Work required | Starting at the line that contains "For every instance of the window sill, the" and ending at the last of the entries, can you copy out every line again, shifting each point coordinate up by 37?

BEGIN The records

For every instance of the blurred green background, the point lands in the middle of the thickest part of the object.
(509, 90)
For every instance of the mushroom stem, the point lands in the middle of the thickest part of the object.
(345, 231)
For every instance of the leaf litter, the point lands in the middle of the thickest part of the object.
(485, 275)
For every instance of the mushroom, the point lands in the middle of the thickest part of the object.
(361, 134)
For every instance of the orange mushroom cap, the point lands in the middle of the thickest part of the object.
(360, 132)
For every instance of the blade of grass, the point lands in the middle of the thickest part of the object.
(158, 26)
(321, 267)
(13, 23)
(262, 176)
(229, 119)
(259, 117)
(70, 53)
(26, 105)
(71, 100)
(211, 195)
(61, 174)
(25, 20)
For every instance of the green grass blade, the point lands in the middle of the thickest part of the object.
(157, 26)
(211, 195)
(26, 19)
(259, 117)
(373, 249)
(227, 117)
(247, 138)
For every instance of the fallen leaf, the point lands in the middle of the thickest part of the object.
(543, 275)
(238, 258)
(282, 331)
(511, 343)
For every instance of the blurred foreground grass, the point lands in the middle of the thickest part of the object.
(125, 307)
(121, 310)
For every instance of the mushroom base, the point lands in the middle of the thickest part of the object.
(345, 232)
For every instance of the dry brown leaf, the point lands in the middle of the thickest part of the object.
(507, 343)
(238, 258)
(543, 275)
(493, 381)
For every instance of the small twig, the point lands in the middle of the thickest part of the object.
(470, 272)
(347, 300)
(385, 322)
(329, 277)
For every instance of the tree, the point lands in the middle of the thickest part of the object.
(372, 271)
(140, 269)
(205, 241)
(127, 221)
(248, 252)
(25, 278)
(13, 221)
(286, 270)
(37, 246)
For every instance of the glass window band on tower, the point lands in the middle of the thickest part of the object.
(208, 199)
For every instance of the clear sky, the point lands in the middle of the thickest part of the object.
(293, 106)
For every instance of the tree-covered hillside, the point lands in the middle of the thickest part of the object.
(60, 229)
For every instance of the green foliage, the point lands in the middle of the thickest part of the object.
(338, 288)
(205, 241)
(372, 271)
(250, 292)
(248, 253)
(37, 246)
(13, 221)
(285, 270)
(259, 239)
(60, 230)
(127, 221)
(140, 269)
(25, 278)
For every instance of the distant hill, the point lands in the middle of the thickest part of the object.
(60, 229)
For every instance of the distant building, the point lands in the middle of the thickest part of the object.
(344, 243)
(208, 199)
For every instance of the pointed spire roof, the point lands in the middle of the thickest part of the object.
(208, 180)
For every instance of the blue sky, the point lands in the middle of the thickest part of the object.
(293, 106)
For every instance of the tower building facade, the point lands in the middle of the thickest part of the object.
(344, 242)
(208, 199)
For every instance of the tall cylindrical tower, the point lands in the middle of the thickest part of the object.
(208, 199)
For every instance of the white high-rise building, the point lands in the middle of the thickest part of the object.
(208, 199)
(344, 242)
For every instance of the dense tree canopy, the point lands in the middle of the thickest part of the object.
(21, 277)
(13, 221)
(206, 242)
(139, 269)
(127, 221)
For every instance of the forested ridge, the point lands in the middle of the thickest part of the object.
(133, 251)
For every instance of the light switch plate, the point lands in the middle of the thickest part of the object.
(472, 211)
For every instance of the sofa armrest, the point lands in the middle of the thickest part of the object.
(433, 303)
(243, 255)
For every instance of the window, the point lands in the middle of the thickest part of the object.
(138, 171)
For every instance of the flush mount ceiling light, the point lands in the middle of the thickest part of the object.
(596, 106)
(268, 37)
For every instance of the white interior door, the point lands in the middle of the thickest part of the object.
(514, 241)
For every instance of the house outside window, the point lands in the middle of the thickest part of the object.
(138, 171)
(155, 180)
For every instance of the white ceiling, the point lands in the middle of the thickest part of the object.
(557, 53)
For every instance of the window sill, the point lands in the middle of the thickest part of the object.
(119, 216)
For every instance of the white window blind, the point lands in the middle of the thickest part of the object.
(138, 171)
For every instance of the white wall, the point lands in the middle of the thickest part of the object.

END The records

Result |
For every instance of the window sill, the point lands in the middle of the thickest part of the object.
(156, 253)
For every instance of the white window blind, the point lands in the middle of the thickest part of the object.
(175, 208)
For every instance of the white wall, the point lands in the middle of the thickest part of the object.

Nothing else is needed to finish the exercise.